#### DATASET RECORDS
__________________________________________________
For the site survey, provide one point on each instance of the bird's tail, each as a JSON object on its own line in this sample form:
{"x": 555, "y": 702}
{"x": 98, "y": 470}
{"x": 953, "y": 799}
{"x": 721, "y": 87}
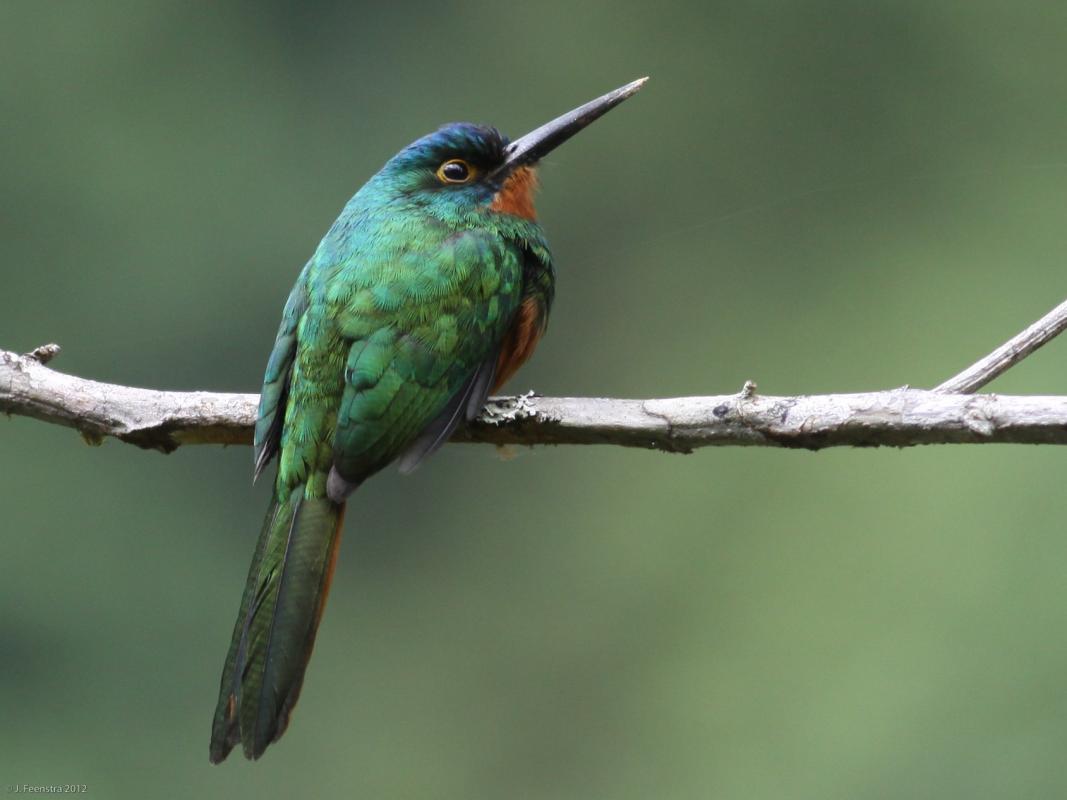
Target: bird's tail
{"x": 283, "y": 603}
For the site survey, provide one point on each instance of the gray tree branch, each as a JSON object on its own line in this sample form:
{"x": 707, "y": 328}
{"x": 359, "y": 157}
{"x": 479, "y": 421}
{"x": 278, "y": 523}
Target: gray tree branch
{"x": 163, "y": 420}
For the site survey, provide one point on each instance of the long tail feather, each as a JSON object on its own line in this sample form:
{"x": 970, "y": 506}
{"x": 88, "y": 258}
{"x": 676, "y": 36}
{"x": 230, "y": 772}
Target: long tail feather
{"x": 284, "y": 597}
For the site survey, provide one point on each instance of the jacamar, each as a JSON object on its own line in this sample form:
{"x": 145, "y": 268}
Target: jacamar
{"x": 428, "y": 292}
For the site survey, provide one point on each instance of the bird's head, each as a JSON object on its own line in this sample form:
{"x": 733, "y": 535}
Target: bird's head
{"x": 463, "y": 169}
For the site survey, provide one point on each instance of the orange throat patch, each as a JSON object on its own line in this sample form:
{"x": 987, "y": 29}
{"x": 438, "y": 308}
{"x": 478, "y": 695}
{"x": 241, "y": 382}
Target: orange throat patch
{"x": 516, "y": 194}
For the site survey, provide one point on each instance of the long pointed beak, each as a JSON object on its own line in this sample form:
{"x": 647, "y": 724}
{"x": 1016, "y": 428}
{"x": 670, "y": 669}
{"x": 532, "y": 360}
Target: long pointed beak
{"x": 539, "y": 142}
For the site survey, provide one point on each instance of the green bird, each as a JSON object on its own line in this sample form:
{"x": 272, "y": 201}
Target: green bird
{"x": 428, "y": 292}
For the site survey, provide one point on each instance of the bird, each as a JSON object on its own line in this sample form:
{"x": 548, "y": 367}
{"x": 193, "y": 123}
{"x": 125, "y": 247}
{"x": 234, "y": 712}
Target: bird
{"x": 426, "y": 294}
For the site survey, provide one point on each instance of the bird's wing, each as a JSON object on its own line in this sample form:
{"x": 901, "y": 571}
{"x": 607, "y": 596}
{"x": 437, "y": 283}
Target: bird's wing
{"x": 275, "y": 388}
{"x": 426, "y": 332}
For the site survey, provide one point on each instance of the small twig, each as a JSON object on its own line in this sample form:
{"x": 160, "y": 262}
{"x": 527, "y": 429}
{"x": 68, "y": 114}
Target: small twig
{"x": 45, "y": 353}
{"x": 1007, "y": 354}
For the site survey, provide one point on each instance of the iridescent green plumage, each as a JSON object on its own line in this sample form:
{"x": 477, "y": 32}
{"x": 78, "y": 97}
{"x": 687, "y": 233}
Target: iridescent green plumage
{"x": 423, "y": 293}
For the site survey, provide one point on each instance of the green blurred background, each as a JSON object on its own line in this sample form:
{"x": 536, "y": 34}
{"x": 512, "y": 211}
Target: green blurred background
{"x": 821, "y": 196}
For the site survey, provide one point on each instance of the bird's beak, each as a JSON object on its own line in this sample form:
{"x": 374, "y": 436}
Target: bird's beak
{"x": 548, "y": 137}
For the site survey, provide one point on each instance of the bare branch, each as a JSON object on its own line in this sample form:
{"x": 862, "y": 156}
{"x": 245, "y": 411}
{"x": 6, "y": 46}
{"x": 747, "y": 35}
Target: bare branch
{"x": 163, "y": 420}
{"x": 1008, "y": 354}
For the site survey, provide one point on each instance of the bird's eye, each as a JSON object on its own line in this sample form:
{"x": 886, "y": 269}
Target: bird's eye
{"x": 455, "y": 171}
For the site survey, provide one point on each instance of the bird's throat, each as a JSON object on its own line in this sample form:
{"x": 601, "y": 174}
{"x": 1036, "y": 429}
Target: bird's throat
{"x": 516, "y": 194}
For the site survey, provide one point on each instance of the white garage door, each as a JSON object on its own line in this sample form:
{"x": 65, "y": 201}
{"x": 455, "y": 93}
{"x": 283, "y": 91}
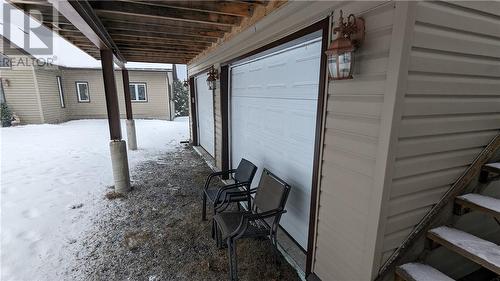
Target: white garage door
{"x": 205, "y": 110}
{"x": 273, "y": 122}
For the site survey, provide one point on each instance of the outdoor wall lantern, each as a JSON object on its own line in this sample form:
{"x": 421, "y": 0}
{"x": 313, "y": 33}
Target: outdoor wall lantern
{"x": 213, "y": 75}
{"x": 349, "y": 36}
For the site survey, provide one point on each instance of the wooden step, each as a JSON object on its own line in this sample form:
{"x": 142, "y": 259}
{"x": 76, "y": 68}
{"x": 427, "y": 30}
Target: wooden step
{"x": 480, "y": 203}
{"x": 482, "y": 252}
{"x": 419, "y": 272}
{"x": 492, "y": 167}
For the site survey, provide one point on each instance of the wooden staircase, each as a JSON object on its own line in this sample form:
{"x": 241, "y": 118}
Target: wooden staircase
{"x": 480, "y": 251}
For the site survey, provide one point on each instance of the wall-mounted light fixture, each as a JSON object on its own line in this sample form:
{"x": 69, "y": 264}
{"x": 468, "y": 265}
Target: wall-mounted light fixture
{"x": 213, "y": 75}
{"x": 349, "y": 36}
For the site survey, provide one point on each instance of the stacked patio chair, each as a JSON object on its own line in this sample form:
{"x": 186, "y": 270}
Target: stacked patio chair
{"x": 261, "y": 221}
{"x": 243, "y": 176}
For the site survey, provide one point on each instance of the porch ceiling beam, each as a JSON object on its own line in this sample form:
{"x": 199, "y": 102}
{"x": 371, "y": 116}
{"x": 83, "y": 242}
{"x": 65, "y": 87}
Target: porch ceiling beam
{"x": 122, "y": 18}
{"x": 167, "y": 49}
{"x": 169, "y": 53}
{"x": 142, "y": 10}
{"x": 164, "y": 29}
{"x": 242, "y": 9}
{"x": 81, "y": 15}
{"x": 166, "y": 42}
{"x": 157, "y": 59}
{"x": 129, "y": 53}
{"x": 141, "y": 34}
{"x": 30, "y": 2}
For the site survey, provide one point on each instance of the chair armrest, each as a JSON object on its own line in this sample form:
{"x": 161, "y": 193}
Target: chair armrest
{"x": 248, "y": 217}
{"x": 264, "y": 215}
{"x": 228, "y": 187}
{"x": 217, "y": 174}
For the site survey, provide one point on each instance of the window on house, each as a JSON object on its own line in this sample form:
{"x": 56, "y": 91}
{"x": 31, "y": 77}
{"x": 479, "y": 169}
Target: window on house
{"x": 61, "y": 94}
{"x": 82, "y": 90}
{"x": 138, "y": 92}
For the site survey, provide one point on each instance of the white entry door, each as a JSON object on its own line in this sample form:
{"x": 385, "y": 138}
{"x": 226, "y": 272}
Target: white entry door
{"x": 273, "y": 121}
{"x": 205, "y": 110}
__________________________________________________
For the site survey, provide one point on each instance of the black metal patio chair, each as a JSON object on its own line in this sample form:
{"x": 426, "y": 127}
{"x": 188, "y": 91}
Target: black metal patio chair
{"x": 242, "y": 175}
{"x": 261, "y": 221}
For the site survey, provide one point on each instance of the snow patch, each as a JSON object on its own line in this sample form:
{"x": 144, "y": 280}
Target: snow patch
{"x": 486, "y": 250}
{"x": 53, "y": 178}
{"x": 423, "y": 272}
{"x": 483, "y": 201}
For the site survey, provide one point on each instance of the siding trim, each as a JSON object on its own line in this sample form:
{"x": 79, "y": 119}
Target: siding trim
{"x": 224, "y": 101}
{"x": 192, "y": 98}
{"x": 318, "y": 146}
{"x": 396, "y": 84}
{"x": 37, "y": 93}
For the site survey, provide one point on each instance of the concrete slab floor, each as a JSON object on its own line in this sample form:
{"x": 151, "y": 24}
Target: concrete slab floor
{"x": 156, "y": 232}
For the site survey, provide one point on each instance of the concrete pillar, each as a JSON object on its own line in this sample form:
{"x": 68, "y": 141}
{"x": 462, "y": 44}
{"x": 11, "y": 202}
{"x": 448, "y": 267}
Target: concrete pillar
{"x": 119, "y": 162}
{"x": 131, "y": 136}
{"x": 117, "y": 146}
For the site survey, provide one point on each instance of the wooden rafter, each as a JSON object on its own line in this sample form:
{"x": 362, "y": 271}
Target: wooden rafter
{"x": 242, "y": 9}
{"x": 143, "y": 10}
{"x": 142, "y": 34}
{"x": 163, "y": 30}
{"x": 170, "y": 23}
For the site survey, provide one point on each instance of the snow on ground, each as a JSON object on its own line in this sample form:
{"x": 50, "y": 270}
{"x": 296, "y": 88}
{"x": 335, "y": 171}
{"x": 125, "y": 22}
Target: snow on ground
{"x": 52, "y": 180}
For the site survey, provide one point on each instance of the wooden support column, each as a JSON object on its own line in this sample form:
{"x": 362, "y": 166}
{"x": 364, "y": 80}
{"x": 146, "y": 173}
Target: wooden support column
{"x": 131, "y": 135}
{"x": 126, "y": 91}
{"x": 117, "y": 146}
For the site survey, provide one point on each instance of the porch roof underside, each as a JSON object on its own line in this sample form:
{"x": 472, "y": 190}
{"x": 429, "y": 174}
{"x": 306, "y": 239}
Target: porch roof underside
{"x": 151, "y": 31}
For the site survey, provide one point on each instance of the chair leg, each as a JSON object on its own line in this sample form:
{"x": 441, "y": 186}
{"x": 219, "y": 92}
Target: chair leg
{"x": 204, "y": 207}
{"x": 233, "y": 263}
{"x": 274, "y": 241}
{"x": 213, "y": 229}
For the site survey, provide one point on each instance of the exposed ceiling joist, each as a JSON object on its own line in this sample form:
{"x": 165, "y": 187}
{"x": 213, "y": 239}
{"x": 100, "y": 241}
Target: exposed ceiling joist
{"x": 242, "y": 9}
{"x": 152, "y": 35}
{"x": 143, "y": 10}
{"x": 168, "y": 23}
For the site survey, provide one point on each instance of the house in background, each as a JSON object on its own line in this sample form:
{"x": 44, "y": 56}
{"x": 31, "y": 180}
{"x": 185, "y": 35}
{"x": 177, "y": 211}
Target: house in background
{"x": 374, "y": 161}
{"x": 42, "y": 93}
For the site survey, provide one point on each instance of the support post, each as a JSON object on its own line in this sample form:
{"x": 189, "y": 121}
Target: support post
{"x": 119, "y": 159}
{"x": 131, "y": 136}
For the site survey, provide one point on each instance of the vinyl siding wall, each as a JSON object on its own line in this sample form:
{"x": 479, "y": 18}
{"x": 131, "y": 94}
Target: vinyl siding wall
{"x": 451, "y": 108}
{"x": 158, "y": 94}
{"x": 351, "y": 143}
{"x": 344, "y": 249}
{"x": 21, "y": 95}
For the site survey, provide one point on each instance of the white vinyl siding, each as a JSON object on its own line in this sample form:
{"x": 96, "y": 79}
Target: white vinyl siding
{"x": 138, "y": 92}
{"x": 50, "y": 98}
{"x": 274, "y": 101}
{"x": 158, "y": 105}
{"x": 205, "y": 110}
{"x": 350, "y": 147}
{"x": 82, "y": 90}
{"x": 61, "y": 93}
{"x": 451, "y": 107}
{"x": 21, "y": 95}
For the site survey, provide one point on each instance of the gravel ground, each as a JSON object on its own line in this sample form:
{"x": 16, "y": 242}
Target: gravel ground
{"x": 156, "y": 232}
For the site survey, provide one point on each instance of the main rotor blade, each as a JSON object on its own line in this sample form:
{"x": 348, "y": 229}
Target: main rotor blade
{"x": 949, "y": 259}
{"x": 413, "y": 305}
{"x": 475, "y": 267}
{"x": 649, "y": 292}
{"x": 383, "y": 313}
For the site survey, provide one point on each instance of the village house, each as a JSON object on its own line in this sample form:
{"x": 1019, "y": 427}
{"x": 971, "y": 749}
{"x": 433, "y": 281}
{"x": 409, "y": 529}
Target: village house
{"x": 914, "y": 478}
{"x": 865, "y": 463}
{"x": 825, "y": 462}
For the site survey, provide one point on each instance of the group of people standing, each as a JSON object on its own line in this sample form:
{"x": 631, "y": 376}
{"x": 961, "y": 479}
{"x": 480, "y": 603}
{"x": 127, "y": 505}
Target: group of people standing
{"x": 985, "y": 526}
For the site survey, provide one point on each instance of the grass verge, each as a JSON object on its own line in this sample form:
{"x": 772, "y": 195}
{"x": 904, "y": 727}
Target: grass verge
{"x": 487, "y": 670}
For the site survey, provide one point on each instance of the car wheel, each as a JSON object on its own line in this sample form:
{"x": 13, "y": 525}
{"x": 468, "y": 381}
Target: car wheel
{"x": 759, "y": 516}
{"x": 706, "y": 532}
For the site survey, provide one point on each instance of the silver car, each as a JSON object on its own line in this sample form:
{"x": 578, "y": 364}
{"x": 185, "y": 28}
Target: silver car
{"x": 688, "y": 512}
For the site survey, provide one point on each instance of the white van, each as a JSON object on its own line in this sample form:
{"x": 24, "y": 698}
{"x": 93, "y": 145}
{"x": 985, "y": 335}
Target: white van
__________________________________________________
#### WORK ORDER
From the entries above, extract only the lines running from the one containing "Target: silver car" through the one containing "Target: white van", inclusive.

#### PROBLEM SOLUTION
Target: silver car
{"x": 688, "y": 512}
For the site survey, provide one point on each instance of the white van, each as a JSON object on its own line in this sample form:
{"x": 24, "y": 698}
{"x": 93, "y": 145}
{"x": 985, "y": 335}
Target: white van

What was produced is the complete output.